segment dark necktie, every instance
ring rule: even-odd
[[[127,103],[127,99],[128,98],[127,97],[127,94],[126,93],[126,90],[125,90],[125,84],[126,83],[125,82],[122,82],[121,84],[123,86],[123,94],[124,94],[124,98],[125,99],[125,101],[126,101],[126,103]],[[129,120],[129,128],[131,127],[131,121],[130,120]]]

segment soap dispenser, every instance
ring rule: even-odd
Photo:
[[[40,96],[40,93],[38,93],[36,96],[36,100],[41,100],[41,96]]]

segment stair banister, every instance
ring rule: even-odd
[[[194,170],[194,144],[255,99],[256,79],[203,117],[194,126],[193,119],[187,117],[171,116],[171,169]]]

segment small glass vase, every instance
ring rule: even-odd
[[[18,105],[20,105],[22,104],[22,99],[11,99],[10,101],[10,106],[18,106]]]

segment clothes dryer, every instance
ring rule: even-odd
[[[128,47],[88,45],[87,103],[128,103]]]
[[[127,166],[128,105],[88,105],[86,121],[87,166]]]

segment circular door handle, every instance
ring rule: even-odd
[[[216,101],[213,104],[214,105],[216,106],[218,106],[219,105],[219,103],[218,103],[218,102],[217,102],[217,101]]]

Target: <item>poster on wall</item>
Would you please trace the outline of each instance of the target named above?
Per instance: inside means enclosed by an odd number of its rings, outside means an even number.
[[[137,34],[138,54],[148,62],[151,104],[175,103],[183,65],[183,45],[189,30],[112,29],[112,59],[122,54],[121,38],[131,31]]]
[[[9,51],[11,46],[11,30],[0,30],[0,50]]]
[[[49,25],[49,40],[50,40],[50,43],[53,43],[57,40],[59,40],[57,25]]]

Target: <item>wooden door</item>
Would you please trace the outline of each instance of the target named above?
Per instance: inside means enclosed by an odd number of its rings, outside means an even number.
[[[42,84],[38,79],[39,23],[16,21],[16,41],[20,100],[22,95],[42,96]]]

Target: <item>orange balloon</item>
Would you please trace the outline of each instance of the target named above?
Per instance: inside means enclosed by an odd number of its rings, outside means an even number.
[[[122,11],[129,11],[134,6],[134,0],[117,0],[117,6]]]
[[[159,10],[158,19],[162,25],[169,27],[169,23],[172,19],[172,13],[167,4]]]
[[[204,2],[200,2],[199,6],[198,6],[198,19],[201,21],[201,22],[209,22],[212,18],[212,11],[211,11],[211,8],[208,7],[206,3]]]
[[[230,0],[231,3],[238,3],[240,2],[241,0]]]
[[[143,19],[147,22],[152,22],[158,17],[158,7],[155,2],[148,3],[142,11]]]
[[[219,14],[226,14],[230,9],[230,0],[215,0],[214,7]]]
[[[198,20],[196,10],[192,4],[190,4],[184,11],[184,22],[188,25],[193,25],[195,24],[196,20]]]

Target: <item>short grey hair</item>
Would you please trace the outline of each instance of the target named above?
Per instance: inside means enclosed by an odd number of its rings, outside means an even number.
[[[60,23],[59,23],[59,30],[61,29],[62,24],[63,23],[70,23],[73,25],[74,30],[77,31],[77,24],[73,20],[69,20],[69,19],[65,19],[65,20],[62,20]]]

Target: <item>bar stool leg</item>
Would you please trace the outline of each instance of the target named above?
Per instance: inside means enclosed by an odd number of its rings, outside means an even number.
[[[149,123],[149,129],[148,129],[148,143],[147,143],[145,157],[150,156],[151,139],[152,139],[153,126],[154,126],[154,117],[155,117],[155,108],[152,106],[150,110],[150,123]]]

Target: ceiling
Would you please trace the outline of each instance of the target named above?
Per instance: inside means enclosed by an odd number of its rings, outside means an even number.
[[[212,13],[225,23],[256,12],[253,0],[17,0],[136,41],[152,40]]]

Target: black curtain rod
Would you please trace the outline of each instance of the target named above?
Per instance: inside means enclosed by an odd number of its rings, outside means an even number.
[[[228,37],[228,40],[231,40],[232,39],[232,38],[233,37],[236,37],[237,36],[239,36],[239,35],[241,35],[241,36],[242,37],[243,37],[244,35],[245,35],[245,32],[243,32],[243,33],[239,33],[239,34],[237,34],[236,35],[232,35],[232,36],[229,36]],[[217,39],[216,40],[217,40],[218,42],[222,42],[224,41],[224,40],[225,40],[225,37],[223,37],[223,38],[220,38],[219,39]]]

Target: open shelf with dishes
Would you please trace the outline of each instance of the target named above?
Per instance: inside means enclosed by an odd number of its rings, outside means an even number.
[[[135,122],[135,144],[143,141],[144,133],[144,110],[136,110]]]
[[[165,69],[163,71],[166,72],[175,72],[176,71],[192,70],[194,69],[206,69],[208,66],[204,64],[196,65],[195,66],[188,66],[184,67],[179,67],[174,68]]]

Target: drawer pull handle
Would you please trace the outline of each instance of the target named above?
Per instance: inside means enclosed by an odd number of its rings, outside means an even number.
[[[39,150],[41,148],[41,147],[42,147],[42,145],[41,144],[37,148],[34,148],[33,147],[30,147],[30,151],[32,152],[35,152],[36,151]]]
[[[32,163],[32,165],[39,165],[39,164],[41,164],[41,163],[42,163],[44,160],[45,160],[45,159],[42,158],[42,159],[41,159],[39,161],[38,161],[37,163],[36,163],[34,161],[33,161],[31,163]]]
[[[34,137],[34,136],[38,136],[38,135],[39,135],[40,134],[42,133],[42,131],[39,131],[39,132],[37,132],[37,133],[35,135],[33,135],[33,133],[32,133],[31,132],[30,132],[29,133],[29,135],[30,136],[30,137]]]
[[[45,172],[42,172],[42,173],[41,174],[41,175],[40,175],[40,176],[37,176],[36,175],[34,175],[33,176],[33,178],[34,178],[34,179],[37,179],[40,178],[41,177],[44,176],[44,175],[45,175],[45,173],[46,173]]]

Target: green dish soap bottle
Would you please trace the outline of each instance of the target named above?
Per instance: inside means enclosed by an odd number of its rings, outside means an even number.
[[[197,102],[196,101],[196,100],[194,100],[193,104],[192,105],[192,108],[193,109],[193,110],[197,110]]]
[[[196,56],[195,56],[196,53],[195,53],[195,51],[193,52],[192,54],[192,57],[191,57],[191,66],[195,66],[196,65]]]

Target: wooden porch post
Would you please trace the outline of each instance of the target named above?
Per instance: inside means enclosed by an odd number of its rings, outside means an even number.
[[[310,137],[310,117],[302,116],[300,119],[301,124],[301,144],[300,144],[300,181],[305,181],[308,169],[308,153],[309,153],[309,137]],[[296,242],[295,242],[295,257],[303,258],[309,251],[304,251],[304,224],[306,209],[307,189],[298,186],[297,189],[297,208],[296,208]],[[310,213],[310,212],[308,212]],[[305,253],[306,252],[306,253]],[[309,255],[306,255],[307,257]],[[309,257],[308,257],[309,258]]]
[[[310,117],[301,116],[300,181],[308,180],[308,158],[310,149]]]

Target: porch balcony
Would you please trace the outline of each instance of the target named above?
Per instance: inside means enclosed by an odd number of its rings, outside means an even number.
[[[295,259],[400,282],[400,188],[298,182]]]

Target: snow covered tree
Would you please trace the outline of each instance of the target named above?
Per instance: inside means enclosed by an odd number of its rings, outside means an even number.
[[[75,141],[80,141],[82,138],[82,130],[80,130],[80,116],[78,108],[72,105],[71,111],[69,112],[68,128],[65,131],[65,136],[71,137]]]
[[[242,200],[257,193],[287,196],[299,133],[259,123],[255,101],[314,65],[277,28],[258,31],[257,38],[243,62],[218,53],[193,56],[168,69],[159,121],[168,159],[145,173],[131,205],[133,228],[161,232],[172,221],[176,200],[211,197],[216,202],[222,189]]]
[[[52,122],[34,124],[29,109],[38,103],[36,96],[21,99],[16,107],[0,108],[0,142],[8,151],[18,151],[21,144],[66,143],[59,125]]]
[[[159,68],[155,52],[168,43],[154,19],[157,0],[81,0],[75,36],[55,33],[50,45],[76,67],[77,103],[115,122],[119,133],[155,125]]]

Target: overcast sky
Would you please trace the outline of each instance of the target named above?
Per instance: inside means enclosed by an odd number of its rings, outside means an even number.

________________

§ **Stated problem**: Reproduce only the lines from the one containing "segment stair banister, every instance" down through the one containing "[[[127,166],[128,105],[88,105],[86,121],[87,166]]]", swapping "clothes dryer" for "tumble dryer" and leaving everything else unchanged.

§ **Worked solution**:
segment stair banister, every instance
ring rule: even-odd
[[[194,170],[194,144],[255,99],[256,79],[203,117],[194,126],[193,119],[187,117],[171,116],[171,169]]]

segment small glass vase, every instance
ring rule: even-odd
[[[18,105],[20,105],[22,104],[22,99],[11,99],[10,101],[10,106],[18,106]]]

segment tumble dryer, every instance
ring rule: even-odd
[[[128,47],[88,45],[87,103],[128,103]]]
[[[127,166],[128,105],[88,105],[86,121],[87,166]]]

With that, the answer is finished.